___ Text provided
Simulating statistical phenomena

The final problem is for us to see how our computational skills can allow us to use a more diverse set of statistical techniques.

Rather than focusing on new functions and new types of data, the goal is to expose you to “thinking backwards” through these problems.

Validating our calculations with simulation

Most probability calculations you’ve done are likely based on the fact that each outcome is equally likely. For example, what is the probability that you get 2 heads out of 4 (fair) coin tosses?

Each possible coin toss outcome has a chance of \(\frac{1}{2^4}\) of appearing and there are 4 choose 2 (i.e. \(\frac{4!}{2!(4-2)!} = 6\)) ways to have 2 heads appearing so this results in a probability of \(0.375\)

How could we confirm this with a simulation? Recall that the probability of an event is how frequent does it appear over repeated trials. So to confirm this calculation, we need to simulate 4 coin tosses and see what fraction result in 2 heads.

How to formulate the simulation?

This is where it’s best to work backwards!

We want to measure the fraction of 4 coin tosses that have 2 heads exactly.

To link these two chunks of code, we know that outcome should contain the different realizations from repeating this event. Given this is quite repetitive, hopefully you’re thinking of using a for-loop to connect the pieces.

B <- 10000
outcome <- rep(NA, B)
for(i in seq_len(B)){
    coin <- c('head', 'tail')
    tosses <- sample(coin, 4, replace=TRUE)
    num_heads <- sum(tosses == 'head')
    outcome[i] <- num_heads
}
mean(outcome == 2)

Exercise TBM

Testing pay inequality

There’s a common belief that there’s a pay-gap between men and women. Let’s see if we can detect it in the NYC Payroll Information in 2019, for anyone who started in Jan 2019 under the Police Department. I’ve also inferred the gender based on the first name to create a dataset here.

Let’s first look at the dataset and create a variable that contains all the different types of payment called total_paid

df <- read.csv("processed_nyc_payroll_201901.csv", stringsAsFactors=FALSE)
head(df, 3)
range(df$fiscal_year)
table(df$gender_from_name)
pay_types <- c("regular_gross_paid", "total_ot_paid", "total_other_pay")
df['total_paid'] <- apply(df[, pay_types], 1, sum)
boxplot(df$total_paid ~ df$gender_from_name)
______
* Task list:
[a] In the simulation tutorial, what probability does the calculation give for getting 2 heads in 4 fair coin tosses?
[b] Rewrite the paragraph of the simulation tutorial that begins "There's a common belief" as a short bulleted list that keeps its main facts.
[c] Pick up the simulation tutorial after its last line and keep writing it.
___ Record extracts
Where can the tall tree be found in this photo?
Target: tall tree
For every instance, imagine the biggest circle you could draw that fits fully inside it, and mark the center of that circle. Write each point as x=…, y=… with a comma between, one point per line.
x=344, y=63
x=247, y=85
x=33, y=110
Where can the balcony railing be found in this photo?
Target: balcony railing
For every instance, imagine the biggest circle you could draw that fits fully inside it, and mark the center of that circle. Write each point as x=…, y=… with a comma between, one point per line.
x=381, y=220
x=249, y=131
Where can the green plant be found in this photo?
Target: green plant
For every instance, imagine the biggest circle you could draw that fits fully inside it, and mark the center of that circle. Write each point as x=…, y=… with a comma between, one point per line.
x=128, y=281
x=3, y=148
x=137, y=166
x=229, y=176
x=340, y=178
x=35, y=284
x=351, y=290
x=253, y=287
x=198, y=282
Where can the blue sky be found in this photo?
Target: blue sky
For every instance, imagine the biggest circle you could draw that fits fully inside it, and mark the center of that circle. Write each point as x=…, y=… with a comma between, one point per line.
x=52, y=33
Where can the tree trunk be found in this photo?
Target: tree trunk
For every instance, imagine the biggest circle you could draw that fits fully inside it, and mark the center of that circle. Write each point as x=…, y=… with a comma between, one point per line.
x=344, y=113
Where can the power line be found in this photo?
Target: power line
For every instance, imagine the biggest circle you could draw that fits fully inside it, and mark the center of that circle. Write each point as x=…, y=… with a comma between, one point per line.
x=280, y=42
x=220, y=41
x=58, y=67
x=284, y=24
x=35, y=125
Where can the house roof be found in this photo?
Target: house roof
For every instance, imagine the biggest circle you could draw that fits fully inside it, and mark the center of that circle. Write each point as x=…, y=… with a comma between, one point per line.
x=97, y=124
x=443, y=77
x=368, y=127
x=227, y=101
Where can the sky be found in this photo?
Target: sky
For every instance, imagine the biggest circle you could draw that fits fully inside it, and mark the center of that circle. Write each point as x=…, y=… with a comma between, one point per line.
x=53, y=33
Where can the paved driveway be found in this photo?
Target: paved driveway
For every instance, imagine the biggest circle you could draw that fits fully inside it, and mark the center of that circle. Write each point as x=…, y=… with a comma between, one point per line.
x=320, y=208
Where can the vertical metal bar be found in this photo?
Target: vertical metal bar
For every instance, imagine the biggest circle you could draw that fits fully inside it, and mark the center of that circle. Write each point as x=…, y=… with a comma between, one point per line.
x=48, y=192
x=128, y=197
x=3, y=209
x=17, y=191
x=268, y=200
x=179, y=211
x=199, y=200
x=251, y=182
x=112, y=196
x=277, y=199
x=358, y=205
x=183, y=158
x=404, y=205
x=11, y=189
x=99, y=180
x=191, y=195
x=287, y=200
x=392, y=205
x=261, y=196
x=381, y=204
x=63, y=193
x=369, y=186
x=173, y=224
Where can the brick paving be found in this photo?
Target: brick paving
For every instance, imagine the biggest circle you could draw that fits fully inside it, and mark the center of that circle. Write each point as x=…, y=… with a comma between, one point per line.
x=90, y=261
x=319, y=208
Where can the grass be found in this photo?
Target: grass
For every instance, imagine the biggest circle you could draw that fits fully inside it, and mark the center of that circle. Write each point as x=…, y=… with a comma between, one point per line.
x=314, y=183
______
___ Record extracts
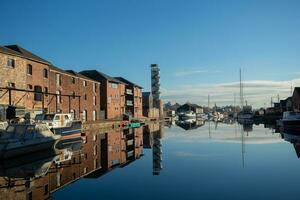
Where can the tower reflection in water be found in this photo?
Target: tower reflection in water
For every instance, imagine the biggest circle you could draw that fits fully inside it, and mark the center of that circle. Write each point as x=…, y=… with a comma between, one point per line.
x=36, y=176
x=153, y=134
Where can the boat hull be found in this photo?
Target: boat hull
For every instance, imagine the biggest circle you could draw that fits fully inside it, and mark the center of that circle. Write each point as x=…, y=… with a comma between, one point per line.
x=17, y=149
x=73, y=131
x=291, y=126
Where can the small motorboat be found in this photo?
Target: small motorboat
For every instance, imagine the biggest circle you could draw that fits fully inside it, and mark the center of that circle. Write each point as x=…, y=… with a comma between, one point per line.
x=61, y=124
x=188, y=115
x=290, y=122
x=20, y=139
______
* Responses by task:
[a] 0.375

[b]
- Many people believe men and women are paid differently.
- The goal is to look for this gap in the 2019 NYC Payroll Information.
- Only people who started in the Police Department in January 2019 are included.
- Gender was inferred from first names to build the dataset.

[c]
income gap

Re-visiting Hypothesis Testing logic

To detect this inequality, we will assume the payroll distributions are equal, then calculate statistics based on the data that demonstrate that the assumption is highly implausible. This is the basic flow of hypothesis testing which is similar to a proof by contradiction.

Given that we’re assuming the pay between men and women are the same, i.e. they have the same distribution, then the average pay must also be the same.

avg_total_pays <- tapply(df$total_paid, df$gender_from_name, mean)
observed_diff <- avg_total_pays['m'] - avg_total_pays['f']
# 2236.717

Under our assumption, any difference we’re observing must be due to chance.

To validate this statement, let’s introduce chance into the data! To do this, we can randomly assign the gender to the original values in total_paid and re-calculate the average difference.

permuted_gender <- sample(df$gender_from_name)
perm_avg_total_pays <- tapply(df$total_paid, permuted_gender, mean)
permuted_diff <- perm_avg_total_pays['m'] - perm_avg_total_pays['f']
permuted_diff

If we repeat this calculation, we can get a sense of what would the salary differences look like if the salaries’ relationship with gender were “random”.

B <- 5000
permuted_diffs <- rep(NA, B)
for(i in seq_len(B)){
    permuted_gender <- sample(df$gender_from_name)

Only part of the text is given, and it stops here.